++++ The records ++++

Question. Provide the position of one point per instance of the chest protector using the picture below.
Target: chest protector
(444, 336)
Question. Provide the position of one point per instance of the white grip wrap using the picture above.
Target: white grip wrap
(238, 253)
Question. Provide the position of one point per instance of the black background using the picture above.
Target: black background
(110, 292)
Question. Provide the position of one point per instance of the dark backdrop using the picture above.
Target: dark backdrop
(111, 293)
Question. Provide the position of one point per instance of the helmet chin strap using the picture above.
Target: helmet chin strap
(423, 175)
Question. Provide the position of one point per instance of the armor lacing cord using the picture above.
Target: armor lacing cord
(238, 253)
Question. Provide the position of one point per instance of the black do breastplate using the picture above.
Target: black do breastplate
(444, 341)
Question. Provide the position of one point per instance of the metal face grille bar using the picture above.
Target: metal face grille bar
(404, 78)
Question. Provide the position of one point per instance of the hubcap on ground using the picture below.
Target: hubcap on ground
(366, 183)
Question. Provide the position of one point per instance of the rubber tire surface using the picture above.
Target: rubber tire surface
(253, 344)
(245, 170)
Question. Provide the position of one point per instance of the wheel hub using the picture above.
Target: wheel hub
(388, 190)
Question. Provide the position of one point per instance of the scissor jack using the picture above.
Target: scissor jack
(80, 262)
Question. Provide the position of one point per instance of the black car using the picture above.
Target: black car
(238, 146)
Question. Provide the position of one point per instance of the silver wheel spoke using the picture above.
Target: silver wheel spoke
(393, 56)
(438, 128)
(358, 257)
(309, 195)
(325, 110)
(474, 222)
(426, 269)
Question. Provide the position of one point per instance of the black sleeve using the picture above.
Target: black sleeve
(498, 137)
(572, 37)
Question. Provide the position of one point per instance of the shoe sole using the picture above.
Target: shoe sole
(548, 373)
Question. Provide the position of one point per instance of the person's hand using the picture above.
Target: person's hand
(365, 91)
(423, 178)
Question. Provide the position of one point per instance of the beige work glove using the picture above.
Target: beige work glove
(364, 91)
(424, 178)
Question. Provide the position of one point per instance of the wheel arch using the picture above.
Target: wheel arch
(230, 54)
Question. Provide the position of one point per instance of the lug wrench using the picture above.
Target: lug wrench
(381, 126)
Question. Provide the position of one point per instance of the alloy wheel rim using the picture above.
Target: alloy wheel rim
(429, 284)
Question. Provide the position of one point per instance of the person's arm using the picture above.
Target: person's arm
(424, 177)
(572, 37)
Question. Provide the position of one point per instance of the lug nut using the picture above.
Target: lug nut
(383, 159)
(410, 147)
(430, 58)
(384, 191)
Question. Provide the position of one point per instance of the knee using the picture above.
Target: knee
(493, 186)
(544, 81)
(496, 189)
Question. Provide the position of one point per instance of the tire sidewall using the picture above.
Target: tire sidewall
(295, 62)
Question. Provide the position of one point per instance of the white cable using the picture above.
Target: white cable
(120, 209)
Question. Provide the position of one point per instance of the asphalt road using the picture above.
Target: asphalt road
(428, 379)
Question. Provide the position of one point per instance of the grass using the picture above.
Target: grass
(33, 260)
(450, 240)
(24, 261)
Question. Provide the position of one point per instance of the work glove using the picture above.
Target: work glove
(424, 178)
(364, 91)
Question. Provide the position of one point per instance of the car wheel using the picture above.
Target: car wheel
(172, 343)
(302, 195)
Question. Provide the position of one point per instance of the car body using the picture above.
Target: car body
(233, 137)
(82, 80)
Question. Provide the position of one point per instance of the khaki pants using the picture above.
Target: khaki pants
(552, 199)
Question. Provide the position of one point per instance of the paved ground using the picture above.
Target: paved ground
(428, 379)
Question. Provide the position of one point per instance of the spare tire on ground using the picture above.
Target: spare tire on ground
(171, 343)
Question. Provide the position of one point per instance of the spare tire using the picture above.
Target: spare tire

++++

◆ Exercise details:
Write the lines out exactly, from the one with "sidewall using the picture above." down to the last line of the listing, and leave out all others.

◆ Right answer:
Question. Provide the position of one point per instance of the tire sidewall using the picture above.
Target: tire sidewall
(295, 62)
Question. Provide the position of one point per instance of the white cable using the picture above.
Target: white cable
(120, 209)
Question. Provide the position of one point per instance of the asphalt road using the picture above.
Target: asphalt road
(428, 379)
Question. Provide the position of one point per instance of the grass using the picture above.
Target: grass
(33, 260)
(450, 240)
(24, 261)
Question. Provide the position of one point per instance of the work glove using the picture above.
Target: work glove
(424, 178)
(364, 91)
Question. Provide the position of one point per instance of the car wheel using the picture above.
Target: car wheel
(172, 343)
(302, 195)
Question. Provide the position of one point per instance of the car body using the picture above.
Target: car body
(233, 137)
(82, 80)
Question. Provide the position of one point per instance of the khaki pants using the picture above.
Target: khaki pants
(552, 199)
Question. Provide the position of one point per instance of the paved ground using the picture above.
Target: paved ground
(428, 379)
Question. Provide the position of one point per instance of the spare tire on ground using the picture above.
Target: spare tire on ground
(171, 343)
Question. Provide the position of one point per instance of the spare tire using the picture above.
Target: spare tire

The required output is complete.